• [Problem to work on] Please gather every line in the material below that contains the word "rear" and copy each of those lines out in full.

• [Provided entries]

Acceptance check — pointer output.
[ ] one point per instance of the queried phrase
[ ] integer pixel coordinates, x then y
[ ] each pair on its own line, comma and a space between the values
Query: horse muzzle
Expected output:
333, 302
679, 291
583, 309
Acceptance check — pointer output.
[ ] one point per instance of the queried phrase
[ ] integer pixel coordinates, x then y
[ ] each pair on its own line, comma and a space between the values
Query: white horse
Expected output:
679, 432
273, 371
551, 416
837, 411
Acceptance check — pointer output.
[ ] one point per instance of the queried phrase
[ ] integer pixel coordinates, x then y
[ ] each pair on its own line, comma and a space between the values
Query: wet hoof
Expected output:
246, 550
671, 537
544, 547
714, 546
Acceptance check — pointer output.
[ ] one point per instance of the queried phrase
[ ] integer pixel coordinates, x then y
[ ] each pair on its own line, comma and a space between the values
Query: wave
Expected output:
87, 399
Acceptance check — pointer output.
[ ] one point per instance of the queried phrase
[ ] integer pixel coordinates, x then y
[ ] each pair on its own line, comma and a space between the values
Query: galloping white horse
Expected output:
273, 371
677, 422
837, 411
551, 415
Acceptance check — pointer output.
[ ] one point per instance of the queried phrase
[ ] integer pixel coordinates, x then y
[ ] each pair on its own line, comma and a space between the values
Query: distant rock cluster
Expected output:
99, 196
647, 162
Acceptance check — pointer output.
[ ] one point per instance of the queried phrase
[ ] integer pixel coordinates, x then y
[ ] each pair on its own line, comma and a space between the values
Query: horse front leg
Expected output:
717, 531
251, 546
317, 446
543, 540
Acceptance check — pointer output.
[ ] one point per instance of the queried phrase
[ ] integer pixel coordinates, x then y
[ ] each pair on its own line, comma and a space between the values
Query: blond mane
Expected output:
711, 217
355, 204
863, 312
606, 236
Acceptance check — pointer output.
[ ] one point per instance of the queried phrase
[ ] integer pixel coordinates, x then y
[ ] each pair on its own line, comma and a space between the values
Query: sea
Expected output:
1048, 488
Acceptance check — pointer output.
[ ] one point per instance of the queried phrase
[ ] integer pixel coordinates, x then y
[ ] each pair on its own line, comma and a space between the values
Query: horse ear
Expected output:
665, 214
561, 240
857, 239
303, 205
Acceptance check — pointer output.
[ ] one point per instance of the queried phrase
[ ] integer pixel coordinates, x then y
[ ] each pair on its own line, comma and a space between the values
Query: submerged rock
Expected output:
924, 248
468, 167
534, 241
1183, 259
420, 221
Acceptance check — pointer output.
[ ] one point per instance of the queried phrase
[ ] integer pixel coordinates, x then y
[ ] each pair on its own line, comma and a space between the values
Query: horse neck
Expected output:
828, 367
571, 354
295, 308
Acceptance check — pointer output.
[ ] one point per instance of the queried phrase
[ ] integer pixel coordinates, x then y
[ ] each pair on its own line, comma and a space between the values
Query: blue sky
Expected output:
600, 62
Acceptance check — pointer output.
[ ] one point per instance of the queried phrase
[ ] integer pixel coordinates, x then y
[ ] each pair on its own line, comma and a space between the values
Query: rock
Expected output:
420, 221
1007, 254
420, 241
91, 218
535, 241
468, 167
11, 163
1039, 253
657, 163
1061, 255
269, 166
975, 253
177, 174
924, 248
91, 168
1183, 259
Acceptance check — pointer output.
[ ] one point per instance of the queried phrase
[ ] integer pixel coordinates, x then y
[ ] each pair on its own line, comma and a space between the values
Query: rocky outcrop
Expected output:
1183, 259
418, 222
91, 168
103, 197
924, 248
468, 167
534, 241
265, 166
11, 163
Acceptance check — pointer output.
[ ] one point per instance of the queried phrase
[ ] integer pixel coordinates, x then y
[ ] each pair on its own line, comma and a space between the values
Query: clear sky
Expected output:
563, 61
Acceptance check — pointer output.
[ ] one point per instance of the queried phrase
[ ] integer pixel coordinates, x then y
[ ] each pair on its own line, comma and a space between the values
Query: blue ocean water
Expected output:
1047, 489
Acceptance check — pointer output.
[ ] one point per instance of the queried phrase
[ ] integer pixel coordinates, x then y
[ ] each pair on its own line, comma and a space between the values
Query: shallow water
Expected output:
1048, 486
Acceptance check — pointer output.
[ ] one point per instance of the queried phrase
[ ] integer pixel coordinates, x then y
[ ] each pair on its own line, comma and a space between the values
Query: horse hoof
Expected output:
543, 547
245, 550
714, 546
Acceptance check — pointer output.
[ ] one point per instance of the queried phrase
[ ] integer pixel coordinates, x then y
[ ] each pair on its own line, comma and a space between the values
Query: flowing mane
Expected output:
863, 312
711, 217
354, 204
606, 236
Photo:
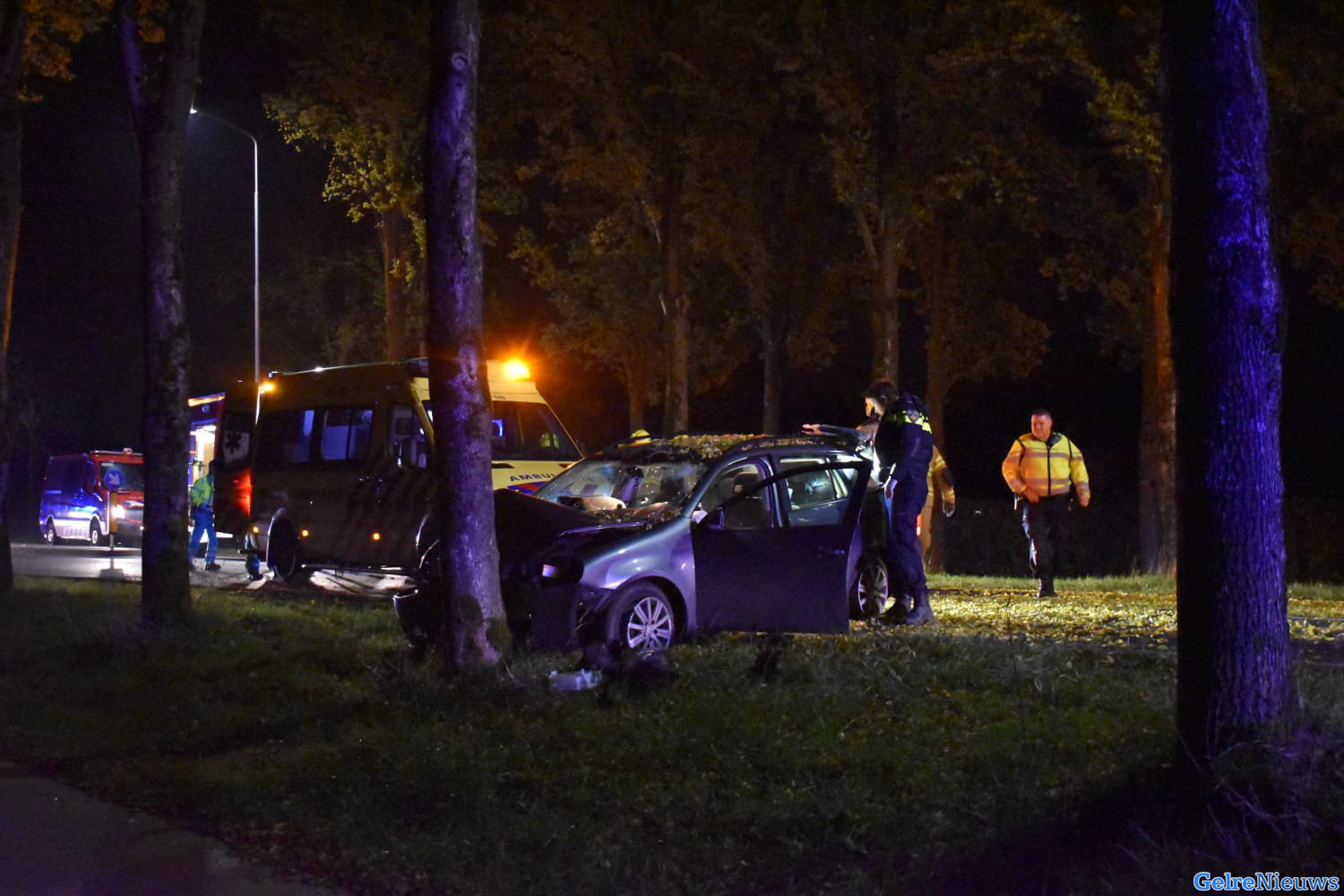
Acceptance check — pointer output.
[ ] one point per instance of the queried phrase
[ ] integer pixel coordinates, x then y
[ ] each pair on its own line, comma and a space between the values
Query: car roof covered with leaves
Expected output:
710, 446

==

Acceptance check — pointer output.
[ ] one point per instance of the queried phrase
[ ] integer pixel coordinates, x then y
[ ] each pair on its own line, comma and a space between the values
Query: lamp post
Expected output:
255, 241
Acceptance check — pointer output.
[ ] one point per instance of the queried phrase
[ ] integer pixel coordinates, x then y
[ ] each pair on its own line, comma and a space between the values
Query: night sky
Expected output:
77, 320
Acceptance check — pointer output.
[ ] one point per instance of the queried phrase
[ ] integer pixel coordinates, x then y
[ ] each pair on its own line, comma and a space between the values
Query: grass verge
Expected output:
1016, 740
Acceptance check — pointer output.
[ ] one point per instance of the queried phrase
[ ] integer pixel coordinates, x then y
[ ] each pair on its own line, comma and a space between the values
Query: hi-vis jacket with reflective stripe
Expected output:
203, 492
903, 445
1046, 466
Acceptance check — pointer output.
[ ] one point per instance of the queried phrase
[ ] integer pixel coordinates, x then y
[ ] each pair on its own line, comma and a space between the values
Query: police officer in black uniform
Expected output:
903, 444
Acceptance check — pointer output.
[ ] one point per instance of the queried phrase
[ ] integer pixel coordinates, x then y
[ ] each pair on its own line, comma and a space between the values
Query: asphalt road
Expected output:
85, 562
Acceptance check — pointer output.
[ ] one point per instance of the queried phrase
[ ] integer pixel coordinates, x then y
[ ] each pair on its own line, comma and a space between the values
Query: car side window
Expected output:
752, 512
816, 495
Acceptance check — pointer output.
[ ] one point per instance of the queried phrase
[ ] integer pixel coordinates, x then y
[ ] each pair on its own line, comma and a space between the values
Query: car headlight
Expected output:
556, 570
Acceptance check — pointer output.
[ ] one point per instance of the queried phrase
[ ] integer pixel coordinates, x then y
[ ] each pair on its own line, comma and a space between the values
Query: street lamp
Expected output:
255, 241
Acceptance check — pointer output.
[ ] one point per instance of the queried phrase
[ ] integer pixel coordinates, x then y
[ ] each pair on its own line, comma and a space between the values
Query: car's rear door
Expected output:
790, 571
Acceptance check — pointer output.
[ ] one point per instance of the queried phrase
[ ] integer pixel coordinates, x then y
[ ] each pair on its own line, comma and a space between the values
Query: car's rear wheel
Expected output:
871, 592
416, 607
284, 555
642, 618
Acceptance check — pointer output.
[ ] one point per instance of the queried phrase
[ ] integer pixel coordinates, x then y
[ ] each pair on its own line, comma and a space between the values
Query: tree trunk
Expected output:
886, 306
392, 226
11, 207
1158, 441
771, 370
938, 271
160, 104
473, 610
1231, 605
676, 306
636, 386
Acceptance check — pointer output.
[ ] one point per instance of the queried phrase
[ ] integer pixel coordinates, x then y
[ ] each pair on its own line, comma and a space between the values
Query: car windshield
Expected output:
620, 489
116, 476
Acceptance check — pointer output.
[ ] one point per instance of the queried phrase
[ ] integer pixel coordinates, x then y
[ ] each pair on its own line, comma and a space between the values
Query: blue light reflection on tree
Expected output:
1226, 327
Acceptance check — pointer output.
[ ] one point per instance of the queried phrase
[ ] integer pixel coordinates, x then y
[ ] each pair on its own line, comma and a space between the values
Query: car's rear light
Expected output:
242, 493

• [Complete response]
Query: car's rear door
Query: car's rear wheel
Query: car's rear light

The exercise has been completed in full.